## SET TASK
Give only the lines from the one containing "Element lookup — where exactly is the picture" through the end of the material below, exactly as written.

(Entries from an annotation dataset)
--------------------------------

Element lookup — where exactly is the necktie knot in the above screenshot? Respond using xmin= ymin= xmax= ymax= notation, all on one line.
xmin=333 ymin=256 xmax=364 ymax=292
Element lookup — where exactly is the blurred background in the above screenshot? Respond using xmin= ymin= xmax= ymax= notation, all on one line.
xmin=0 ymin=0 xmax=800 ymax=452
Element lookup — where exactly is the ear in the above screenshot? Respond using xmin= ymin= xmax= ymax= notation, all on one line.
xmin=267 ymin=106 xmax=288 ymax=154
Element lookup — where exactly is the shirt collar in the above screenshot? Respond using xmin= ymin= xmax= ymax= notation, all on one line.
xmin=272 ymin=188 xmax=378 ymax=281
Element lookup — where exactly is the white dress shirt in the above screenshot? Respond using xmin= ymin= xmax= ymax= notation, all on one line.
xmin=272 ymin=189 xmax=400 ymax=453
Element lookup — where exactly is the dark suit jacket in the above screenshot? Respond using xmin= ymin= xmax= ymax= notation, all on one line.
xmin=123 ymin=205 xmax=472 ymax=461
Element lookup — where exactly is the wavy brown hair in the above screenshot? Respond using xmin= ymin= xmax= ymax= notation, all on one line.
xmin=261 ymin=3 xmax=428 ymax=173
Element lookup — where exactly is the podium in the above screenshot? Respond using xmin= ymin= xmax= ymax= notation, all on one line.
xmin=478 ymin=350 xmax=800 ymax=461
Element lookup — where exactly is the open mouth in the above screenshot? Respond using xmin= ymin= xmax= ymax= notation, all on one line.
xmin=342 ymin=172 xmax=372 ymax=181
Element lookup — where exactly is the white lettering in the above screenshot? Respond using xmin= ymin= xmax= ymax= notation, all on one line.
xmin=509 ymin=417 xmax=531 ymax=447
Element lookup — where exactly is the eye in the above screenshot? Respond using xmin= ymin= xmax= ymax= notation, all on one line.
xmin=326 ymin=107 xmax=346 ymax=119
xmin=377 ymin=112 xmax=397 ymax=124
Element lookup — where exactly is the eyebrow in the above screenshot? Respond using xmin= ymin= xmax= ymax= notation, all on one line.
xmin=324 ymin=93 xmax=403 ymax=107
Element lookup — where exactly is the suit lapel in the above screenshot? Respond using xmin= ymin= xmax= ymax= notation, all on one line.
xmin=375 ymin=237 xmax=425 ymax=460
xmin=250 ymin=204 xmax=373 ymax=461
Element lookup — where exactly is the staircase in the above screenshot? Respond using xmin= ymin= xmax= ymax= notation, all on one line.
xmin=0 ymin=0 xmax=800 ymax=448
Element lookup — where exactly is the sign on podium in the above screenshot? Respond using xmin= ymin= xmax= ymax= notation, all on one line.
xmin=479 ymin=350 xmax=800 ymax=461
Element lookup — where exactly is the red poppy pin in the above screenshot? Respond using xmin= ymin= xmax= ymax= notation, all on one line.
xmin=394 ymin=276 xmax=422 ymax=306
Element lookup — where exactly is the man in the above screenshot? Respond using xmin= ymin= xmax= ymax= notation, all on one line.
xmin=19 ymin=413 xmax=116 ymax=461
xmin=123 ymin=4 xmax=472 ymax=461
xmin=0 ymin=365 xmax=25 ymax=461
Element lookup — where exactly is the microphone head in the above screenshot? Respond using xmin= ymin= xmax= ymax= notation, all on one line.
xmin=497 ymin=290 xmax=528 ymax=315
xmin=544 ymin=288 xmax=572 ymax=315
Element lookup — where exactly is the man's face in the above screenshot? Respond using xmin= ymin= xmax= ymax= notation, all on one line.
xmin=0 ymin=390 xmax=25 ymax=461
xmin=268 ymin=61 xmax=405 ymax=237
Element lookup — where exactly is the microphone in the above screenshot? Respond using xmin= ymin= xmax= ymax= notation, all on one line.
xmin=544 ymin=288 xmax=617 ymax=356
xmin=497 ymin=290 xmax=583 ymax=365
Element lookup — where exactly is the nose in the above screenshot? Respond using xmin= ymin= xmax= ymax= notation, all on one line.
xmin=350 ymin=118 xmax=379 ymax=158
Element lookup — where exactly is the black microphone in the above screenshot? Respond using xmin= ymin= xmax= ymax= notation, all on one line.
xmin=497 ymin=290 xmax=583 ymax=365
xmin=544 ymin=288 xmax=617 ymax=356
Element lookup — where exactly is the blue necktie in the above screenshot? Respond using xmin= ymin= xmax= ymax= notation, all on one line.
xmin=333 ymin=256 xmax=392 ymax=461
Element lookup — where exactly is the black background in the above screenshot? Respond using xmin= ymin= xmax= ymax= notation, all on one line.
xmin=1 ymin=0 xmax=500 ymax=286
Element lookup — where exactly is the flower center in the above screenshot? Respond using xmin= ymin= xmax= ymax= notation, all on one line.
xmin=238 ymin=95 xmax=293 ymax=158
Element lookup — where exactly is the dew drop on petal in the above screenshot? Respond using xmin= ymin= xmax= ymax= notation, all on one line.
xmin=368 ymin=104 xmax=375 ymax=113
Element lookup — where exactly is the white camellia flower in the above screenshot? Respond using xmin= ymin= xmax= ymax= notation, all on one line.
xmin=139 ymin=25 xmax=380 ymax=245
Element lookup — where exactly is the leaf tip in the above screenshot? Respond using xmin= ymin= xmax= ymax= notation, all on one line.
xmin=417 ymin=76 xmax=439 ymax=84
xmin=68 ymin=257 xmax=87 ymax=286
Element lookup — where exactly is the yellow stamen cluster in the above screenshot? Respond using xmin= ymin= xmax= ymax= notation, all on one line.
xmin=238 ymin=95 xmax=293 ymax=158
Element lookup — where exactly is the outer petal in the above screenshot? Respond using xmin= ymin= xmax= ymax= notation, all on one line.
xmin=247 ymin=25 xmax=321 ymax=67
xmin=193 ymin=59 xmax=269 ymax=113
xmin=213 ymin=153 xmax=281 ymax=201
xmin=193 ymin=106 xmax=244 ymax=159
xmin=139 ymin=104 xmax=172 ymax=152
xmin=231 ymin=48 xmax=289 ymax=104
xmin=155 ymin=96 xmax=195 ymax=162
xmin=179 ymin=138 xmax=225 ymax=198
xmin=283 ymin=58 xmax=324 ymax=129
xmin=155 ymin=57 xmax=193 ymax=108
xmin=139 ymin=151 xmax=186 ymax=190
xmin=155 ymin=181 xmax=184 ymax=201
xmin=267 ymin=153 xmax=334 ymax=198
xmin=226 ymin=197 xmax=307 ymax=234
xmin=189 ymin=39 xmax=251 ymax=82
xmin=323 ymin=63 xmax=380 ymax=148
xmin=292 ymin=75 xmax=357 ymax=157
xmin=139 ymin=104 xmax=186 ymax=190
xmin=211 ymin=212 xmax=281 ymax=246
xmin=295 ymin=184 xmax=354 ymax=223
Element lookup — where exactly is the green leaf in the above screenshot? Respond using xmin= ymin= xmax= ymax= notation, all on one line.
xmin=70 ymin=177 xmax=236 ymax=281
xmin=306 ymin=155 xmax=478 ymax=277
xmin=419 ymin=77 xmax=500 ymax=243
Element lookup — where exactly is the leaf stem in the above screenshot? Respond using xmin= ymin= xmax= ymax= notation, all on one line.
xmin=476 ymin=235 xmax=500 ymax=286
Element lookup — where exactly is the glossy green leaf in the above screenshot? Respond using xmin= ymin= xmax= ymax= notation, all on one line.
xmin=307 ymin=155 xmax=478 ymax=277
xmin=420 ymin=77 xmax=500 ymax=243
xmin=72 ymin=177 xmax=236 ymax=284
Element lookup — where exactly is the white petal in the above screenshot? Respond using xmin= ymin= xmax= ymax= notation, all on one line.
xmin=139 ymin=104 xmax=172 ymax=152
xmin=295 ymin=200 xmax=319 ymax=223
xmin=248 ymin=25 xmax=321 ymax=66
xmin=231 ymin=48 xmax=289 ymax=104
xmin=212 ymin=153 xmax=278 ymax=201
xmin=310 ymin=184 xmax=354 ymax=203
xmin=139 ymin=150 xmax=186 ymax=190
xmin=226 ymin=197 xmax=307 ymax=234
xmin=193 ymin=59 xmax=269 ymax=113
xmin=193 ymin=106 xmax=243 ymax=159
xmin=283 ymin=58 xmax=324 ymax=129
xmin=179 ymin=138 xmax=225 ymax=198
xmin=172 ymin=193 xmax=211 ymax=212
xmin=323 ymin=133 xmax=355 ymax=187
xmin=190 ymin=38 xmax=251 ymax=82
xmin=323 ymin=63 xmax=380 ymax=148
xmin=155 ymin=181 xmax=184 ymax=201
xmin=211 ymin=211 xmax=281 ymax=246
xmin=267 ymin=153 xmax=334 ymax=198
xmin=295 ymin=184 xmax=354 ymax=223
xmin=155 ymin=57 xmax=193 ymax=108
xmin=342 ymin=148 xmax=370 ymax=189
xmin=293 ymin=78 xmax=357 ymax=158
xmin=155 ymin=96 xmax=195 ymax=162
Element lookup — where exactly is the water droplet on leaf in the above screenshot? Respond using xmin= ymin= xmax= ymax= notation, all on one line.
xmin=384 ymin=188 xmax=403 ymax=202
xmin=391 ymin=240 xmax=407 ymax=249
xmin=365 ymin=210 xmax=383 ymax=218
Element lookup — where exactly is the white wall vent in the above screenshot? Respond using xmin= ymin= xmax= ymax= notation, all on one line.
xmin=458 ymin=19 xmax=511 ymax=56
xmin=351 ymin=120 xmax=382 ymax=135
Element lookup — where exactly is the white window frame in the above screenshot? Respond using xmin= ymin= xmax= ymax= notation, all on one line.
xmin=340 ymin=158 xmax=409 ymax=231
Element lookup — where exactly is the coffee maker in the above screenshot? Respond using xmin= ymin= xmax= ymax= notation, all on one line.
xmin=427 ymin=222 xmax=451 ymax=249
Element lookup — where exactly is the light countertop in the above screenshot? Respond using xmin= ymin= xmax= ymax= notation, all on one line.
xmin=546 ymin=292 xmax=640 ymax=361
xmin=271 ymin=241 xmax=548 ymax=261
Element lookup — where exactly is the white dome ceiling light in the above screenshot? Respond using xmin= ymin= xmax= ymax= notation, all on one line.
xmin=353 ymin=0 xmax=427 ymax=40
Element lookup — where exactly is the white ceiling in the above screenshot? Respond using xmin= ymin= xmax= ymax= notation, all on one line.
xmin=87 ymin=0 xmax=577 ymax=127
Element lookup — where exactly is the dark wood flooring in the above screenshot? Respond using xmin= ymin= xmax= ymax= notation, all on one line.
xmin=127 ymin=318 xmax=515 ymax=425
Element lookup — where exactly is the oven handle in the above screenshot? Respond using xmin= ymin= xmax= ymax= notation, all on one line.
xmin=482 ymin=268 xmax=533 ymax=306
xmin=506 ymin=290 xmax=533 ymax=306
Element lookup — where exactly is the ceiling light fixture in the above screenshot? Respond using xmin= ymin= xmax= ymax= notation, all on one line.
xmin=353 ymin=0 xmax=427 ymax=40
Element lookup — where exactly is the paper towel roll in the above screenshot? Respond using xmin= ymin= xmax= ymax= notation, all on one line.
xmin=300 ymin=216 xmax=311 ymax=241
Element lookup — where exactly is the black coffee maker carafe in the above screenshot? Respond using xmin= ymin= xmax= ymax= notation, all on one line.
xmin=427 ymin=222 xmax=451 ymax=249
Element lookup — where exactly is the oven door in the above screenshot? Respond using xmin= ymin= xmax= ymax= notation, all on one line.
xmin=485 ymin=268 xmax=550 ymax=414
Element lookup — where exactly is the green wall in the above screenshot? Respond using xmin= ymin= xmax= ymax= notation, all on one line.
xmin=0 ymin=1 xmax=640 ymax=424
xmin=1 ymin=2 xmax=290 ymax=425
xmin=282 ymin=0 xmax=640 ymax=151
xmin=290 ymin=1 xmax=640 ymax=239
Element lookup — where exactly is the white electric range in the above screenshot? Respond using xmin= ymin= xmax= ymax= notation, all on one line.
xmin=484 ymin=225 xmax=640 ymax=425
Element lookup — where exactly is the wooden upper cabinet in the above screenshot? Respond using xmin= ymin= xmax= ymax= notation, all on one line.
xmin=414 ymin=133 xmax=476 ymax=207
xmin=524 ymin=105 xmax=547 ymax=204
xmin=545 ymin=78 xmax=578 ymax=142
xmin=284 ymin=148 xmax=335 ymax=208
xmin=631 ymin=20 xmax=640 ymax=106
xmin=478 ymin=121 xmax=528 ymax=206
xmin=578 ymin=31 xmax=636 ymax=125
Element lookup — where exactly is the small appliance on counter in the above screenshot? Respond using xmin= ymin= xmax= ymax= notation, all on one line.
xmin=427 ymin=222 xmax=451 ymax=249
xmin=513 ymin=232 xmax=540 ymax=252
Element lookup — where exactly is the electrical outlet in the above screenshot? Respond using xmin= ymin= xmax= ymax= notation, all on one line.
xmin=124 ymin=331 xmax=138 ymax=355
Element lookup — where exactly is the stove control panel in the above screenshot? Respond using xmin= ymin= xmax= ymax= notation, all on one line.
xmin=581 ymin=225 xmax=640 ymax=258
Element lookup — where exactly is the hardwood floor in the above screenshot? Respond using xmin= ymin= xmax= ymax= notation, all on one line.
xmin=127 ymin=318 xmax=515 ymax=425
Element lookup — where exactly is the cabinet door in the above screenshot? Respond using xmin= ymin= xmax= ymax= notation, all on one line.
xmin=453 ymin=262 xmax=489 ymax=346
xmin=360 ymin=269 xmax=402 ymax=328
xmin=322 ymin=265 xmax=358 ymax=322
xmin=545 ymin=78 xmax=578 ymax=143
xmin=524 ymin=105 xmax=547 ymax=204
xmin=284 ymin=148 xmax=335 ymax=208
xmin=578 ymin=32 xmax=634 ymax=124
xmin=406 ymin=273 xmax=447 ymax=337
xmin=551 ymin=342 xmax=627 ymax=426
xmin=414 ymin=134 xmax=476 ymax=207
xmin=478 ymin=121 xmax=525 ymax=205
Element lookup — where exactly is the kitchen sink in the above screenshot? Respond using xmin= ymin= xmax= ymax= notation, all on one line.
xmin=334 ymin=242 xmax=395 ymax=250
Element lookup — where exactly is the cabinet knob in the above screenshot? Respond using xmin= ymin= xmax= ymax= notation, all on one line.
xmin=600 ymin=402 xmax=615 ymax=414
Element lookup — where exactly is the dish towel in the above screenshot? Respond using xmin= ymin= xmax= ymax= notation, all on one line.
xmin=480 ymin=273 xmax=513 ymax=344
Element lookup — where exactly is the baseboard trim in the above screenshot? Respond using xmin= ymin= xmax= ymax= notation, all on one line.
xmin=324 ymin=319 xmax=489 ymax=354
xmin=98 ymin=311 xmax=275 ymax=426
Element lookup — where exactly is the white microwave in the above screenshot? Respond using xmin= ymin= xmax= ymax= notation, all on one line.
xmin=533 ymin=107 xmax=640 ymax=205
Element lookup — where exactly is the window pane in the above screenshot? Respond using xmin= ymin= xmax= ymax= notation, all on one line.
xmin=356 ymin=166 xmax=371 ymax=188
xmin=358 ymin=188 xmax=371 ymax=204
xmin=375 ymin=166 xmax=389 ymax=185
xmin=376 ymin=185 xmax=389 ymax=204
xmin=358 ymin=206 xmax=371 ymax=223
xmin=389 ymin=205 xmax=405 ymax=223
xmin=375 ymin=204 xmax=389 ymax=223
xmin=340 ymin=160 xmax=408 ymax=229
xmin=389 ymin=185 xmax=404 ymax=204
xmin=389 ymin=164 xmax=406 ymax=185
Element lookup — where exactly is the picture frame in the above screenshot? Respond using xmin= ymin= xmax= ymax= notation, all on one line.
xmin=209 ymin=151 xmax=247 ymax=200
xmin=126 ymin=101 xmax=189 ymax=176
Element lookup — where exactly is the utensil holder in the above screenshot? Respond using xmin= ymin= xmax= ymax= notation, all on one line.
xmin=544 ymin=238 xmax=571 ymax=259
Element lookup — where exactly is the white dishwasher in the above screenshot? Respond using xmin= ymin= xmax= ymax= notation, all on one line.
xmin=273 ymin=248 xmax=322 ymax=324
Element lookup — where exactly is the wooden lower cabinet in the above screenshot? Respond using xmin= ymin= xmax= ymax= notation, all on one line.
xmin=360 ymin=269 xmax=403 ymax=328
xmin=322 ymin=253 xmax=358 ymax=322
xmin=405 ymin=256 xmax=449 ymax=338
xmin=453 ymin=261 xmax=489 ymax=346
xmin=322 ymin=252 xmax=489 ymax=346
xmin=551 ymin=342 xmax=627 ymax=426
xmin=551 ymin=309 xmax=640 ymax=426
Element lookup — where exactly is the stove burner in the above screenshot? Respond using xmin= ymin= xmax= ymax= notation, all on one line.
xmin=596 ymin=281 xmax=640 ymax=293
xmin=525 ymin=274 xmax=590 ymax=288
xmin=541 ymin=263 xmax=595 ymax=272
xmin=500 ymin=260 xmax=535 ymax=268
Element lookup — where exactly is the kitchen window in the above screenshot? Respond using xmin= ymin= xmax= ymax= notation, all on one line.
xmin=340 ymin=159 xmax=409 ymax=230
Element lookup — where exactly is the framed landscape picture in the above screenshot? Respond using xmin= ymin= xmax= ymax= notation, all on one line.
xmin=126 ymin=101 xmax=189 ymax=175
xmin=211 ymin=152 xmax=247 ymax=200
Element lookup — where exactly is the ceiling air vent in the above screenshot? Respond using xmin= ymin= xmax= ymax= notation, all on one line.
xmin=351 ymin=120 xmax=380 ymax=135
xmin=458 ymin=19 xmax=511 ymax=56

--------------------------------

## IN RESPONSE
Element lookup — where exactly is the picture frame in the above screenshot? Respond using xmin= ymin= xmax= ymax= notation, all on one line.
xmin=209 ymin=151 xmax=247 ymax=200
xmin=126 ymin=101 xmax=189 ymax=176
Element lookup — where exactly is the utensil holder in the above screenshot? Respond using xmin= ymin= xmax= ymax= notation, all on one line.
xmin=544 ymin=238 xmax=571 ymax=259
Element lookup — where exactly is the white dishwasher in the above screenshot? Respond using xmin= ymin= xmax= ymax= notation, all on one line.
xmin=273 ymin=248 xmax=322 ymax=324
Element lookup — where exactly is the wooden lower cabinet in the above screenshot? Respond using xmin= ymin= xmax= ymax= notation, all on one line.
xmin=360 ymin=269 xmax=403 ymax=328
xmin=322 ymin=253 xmax=358 ymax=322
xmin=405 ymin=256 xmax=449 ymax=338
xmin=453 ymin=261 xmax=489 ymax=346
xmin=322 ymin=252 xmax=489 ymax=346
xmin=551 ymin=342 xmax=627 ymax=426
xmin=551 ymin=309 xmax=640 ymax=426
Element lookup — where exactly is the stove burner in the above screenshot? Respond using xmin= ymin= xmax= ymax= notation, all on one line.
xmin=596 ymin=281 xmax=640 ymax=293
xmin=525 ymin=274 xmax=590 ymax=288
xmin=541 ymin=263 xmax=595 ymax=272
xmin=500 ymin=260 xmax=535 ymax=268
Element lookup — where exactly is the kitchen window in the above screenshot? Respond using xmin= ymin= xmax= ymax= notation, all on one line.
xmin=340 ymin=159 xmax=409 ymax=230
Element lookup — where exactly is the framed landscape picture in the above screenshot? Respond using xmin= ymin= xmax= ymax= notation, all on one line.
xmin=126 ymin=101 xmax=189 ymax=175
xmin=211 ymin=152 xmax=247 ymax=200
Element lookup — where exactly is the ceiling air vent in the above screenshot? Respond using xmin= ymin= xmax= ymax= notation, all on one line.
xmin=351 ymin=120 xmax=380 ymax=135
xmin=458 ymin=19 xmax=511 ymax=56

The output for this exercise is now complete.